# WORK TO DO
State the number of lines below that contain the string "instance". Give only the number.

Part of a data file:
= = = = = = =
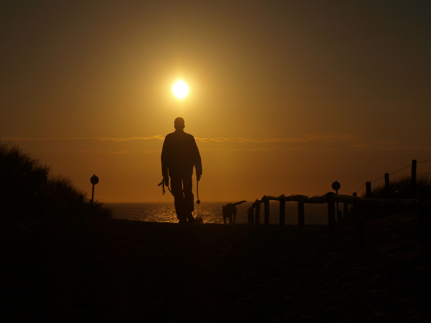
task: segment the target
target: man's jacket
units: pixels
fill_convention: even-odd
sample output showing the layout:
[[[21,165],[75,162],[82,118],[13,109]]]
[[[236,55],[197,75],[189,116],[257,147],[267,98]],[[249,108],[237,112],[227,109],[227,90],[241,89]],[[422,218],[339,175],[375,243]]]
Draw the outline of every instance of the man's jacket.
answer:
[[[162,175],[163,177],[196,173],[202,175],[202,162],[194,138],[183,130],[175,130],[165,137],[162,149]]]

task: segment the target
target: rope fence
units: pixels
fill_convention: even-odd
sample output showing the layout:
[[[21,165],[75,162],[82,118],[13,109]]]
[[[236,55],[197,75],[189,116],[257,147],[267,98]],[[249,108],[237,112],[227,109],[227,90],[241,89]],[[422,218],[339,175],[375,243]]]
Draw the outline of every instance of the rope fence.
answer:
[[[285,223],[286,202],[297,202],[298,225],[301,230],[304,230],[305,228],[304,204],[327,203],[328,231],[330,236],[333,236],[335,231],[335,203],[344,203],[345,211],[348,209],[348,204],[353,205],[353,240],[354,243],[358,246],[362,245],[365,236],[365,211],[380,208],[384,208],[389,210],[403,208],[413,211],[417,214],[419,220],[421,254],[427,260],[431,258],[431,235],[429,234],[431,231],[431,201],[418,199],[388,200],[363,198],[336,194],[333,192],[312,196],[282,194],[276,196],[265,195],[261,198],[256,198],[248,208],[247,213],[249,224],[260,223],[260,204],[262,203],[263,203],[264,206],[264,223],[265,224],[269,223],[270,201],[280,202],[279,224],[282,226],[284,225]],[[338,214],[337,216],[338,218]]]
[[[365,185],[366,185],[367,182],[372,183],[373,182],[375,182],[376,181],[378,181],[378,180],[379,180],[380,179],[383,179],[385,178],[386,177],[388,177],[388,176],[390,176],[391,175],[393,175],[394,174],[395,174],[396,173],[397,173],[398,172],[400,172],[401,171],[403,170],[403,169],[405,169],[406,168],[408,168],[409,167],[410,167],[411,166],[413,166],[413,165],[414,166],[414,174],[413,174],[413,172],[412,170],[412,177],[413,177],[413,176],[414,176],[415,177],[415,176],[420,176],[421,175],[428,175],[429,174],[431,174],[431,172],[424,173],[423,174],[416,174],[416,164],[419,164],[420,163],[425,163],[425,162],[430,161],[431,161],[431,159],[427,159],[426,160],[421,160],[421,161],[419,161],[419,162],[416,161],[415,160],[413,160],[412,161],[412,163],[411,164],[410,164],[410,165],[408,165],[407,166],[406,166],[405,167],[403,167],[402,168],[401,168],[401,169],[398,169],[398,170],[397,170],[397,171],[396,171],[395,172],[394,172],[390,173],[390,174],[385,174],[385,176],[384,176],[383,177],[380,177],[379,178],[377,179],[375,179],[373,181],[371,181],[369,182],[366,182],[365,184],[364,184],[362,186],[361,186],[360,188],[358,188],[358,189],[357,189],[355,191],[355,192],[357,192],[359,190],[360,190],[361,188],[363,188],[364,186],[365,186]]]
= = = = = = =
# RESULT OF THE EXERCISE
2